# DOCUMENT PASSAGE
If you open your browser's developer tools on the «Network» tab and process a file, you will see that after the initial page load, no network request is made to process your documents. If you accepted the cookie banner, you will see occasional requests to www.google-analytics.com with the aggregated information from section 5.
7. Legal basis for processing
The processing of operational logs described in section 3 relies on the legitimate interest of the hosting provider and the project, set out in article 6.1.f of Regulation (EU) 2016/679 (GDPR), to ensure secure operation of the service, prevent abuse and allow content delivery to the people who request it.
Processing through Google Analytics is based on your express consent (article 6.1.a of GDPR and article 22.2 of the Spanish LSSI) provided when clicking «Accept» on the cookie banner. Without that consent, there is no processing.
Storage of the configuration in your browser's localStorage does not require additional legal basis because it occurs entirely on your device and under your control.
8. Retention periods
The hosting provider's operational logs are retained according to the provider's internal policies, which typically range from a few days to a few weeks. They are then automatically deleted.
Data sent to Google Analytics is retained according to service configuration (by default, 14 months for event-level data). The _ga cookies have a lifetime of 24 months unless you delete them earlier.
Configuration saved in localStorage remains in your browser until you decide to delete it.
9. International transfers
The hosting provider used operates on infrastructure with a presence in Europe. Content delivery is performed from nodes near your location, minimising data transfer to third countries with respect to hosting.

# DATASET EXTRACT
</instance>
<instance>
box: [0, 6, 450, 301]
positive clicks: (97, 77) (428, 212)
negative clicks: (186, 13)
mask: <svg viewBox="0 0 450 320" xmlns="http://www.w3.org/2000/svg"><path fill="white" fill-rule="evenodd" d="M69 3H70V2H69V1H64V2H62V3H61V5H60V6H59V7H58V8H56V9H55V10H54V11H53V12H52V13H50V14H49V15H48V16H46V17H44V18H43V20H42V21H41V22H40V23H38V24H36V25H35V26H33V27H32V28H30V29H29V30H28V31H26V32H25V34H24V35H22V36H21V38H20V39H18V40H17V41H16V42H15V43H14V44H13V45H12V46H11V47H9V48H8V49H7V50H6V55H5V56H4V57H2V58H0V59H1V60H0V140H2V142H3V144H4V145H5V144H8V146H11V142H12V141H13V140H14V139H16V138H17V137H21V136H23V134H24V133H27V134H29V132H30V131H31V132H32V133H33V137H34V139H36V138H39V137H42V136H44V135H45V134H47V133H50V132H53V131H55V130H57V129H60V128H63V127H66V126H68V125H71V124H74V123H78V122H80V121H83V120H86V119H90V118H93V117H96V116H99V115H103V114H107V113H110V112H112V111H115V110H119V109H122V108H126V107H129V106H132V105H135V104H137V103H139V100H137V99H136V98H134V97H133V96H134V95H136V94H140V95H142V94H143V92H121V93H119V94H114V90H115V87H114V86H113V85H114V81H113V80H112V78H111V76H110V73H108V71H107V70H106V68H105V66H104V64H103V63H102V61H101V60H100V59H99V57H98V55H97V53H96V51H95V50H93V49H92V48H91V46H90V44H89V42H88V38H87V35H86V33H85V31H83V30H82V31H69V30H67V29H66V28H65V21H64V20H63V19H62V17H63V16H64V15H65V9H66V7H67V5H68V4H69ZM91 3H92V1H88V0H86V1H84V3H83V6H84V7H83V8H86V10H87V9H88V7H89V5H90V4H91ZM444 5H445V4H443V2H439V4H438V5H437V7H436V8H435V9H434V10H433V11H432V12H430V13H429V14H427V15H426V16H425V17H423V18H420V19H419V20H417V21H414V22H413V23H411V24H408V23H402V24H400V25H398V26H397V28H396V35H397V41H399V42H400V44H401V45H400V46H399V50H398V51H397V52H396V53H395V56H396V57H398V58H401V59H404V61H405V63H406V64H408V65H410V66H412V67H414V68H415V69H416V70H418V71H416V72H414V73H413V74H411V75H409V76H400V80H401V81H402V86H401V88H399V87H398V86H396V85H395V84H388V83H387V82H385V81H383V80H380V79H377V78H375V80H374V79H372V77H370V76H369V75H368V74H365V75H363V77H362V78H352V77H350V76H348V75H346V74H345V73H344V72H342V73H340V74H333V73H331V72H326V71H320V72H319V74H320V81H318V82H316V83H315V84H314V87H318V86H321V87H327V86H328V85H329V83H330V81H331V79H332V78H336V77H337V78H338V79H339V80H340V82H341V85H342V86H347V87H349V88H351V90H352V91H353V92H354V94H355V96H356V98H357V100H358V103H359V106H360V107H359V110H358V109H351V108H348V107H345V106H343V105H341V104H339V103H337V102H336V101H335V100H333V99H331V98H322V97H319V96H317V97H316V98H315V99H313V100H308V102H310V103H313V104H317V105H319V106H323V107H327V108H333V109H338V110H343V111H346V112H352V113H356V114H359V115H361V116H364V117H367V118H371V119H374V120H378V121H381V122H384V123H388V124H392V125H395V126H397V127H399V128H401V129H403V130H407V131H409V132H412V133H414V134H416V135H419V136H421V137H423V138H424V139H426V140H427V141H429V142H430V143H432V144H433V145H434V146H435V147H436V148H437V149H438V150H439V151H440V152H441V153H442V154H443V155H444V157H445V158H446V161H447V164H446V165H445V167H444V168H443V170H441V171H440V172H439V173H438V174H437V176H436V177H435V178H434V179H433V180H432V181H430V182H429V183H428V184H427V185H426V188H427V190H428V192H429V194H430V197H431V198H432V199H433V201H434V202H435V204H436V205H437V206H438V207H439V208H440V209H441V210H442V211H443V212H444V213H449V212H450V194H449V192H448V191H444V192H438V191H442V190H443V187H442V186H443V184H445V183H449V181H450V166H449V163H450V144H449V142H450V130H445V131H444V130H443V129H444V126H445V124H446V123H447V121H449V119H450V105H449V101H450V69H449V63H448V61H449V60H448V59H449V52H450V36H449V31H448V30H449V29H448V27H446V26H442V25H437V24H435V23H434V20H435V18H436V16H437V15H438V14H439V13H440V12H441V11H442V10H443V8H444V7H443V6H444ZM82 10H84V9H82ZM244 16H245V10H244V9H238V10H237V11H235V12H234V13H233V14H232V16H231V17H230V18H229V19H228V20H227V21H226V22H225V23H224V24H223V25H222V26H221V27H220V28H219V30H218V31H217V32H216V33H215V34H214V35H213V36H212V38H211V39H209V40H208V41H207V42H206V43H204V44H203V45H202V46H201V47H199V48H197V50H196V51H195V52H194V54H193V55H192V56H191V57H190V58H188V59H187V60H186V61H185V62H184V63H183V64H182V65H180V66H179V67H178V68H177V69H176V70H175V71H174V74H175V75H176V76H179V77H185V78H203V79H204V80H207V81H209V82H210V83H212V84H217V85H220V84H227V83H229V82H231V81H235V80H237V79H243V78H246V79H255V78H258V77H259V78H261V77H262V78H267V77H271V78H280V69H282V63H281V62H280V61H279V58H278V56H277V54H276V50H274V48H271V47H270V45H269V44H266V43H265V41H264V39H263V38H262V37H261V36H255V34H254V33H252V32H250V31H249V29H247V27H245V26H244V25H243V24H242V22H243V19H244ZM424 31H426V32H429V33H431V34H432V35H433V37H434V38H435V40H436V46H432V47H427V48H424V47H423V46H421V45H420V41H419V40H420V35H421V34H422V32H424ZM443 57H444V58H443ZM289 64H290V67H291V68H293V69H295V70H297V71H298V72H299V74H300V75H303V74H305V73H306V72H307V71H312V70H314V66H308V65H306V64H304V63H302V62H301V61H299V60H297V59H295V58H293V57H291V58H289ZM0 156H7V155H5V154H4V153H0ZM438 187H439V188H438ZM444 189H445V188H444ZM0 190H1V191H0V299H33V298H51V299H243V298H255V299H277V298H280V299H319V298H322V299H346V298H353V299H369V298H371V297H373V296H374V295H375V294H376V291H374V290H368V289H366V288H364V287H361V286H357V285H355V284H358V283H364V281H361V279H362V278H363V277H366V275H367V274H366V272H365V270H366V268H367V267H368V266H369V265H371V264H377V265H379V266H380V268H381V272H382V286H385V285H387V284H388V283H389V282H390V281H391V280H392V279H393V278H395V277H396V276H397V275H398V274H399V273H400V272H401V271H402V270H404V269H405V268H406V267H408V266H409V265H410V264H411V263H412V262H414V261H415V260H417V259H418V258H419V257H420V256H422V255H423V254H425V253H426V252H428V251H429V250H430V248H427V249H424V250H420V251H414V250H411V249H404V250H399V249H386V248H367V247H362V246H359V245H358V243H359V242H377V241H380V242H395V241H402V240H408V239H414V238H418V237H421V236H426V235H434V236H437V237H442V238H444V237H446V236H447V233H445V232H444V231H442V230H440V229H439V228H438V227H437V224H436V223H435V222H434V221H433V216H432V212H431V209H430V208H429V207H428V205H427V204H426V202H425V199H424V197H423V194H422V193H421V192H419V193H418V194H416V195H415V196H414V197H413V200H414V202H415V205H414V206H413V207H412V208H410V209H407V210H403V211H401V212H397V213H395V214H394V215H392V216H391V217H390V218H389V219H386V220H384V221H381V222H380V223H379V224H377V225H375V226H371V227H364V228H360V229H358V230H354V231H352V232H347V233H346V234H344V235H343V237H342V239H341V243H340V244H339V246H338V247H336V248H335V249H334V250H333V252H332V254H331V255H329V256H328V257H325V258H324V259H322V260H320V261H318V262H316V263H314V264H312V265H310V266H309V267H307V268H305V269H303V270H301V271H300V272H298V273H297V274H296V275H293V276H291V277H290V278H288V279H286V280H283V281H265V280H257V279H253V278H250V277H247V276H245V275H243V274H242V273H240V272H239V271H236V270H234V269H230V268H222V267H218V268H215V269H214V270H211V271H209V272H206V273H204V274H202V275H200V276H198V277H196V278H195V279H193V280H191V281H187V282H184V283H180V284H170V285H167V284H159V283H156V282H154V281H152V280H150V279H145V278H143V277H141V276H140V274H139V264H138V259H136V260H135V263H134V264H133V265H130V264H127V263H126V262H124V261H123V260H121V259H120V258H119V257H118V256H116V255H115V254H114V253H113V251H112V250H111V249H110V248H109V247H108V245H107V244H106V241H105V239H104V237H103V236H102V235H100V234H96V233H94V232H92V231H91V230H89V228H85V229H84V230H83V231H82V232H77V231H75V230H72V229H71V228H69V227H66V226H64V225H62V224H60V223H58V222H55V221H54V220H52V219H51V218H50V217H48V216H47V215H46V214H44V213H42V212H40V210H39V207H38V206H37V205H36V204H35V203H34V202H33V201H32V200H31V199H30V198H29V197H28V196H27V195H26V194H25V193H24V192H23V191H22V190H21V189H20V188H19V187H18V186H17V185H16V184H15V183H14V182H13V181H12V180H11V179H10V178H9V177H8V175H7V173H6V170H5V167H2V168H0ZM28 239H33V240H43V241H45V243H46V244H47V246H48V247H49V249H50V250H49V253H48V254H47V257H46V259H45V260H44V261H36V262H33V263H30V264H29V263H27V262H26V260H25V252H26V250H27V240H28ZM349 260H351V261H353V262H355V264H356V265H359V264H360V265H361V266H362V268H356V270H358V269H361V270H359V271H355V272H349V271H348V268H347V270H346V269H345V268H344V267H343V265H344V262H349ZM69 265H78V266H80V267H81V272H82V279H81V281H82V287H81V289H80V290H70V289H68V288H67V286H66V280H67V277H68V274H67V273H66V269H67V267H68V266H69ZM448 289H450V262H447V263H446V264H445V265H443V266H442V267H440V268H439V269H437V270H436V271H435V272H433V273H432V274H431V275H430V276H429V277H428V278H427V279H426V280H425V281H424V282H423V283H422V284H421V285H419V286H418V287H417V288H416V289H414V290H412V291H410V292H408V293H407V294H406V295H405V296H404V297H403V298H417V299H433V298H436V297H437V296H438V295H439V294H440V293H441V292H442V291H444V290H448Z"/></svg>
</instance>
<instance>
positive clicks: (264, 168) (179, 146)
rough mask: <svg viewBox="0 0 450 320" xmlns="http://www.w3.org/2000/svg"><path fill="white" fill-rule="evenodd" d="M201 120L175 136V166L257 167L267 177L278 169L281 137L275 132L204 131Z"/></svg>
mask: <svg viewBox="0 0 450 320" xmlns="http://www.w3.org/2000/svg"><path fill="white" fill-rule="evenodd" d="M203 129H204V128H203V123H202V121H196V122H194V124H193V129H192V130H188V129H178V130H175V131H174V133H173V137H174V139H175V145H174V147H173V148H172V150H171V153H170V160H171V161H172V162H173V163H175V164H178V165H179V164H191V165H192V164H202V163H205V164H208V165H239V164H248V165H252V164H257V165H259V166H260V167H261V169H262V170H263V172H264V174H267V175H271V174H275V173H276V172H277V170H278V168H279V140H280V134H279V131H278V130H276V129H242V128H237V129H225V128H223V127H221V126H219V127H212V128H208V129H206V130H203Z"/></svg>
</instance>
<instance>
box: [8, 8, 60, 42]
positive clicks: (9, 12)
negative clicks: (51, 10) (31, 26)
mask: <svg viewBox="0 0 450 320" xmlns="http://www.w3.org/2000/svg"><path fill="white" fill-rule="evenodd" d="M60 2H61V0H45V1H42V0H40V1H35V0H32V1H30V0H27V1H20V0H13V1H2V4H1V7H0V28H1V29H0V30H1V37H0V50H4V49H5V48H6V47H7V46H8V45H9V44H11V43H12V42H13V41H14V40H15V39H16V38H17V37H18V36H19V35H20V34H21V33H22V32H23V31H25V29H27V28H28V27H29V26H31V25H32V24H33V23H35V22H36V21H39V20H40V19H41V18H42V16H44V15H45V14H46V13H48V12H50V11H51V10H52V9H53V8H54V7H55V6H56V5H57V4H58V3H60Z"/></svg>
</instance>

# PROBLEM 1
Could you copy the privacy policy passage verbatim, from "Processing through Google" up to and including "then automatically deleted."?
# PROBLEM 2
What are all the numbered section headings in the privacy policy passage?
# PROBLEM 3
Can you continue the privacy policy passage from its last sentence onward?
The entries have nothing to do with the privacy policy passage.

# EXPECTED OUTPUT 1
Processing through Google Analytics is based on your express consent (article 6.1.a of GDPR and article 22.2 of the Spanish LSSI) provided when clicking «Accept» on the cookie banner. Without that consent, there is no processing.
Storage of the configuration in your browser's localStorage does not require additional legal basis because it occurs entirely on your device and under your control.
8. Retention periods
The hosting provider's operational logs are retained according to the provider's internal policies, which typically range from a few days to a few weeks. They are then automatically deleted.

# EXPECTED OUTPUT 2
7. Legal basis for processing
8. Retention periods
9. International transfers

# EXPECTED OUTPUT 3
If you accept Google Analytics, measurement data is transferred to Google LLC in the United States. That transfer relies on the standard contractual clauses of the European Commission and the EU-U.S. Data Privacy Framework, as detailed in section 5.
10. Cookies and similar technologies
What this page stores in your browser, grouped by technology:
pdf-watermark-consent(localStorage). Stores your banner choice («accepted» or «rejected»). It is not strictly a cookie but a local storage entry. It remains indefinitely until you or your browser clear it. It is never sent to any server.watermark.config.v1(localStorage). Stores the latest watermark configuration you used. Never leaves your device.- Google Analytics cookies. Only if you accepted.
_ga: distinguishes unique visitors. Lifetime: 24 months._ga_<ID>: GA4 session state. Lifetime: 24 months.
If you decline the banner, no Google cookies are installed and the Google Analytics script is not loaded at all.
11. Minors
The tool is not specifically directed at minors, nor does it deliberately collect data from minors. Since no personal data is requested to use it, its use by minors does not entail collection of identifying information on our part.
12. Rights as a data subject
As with any processing covered by the GDPR, you have the rights of access, rectification, deletion, opposition, restriction of processing and portability. You can exercise them in relation to the data we actually process.
For data sent to Google Analytics, you can also exercise your rights directly with Google, which acts as processor or co-controller depending on service configuration. The fastest way to stop processing is to revoke consent from the «Cookie settings» button in the footer.
13. Supervisory authority
If, after reading this policy, you believe that any processing does not comply with the GDPR or Spanish data protection legislation, you can lodge a complaint with the Spanish Data Protection Agency (AEPD): aepd.es. It is the competent authority in Spain and provides public procedures for filing complaints free of charge.
14. Changes to this policy
Any substantive change to this policy will be published on this same page, with the new version date in the document header. The policy in force at any given time is the one published here. Since the project's source code is open, the change history can also be reviewed in the public repository.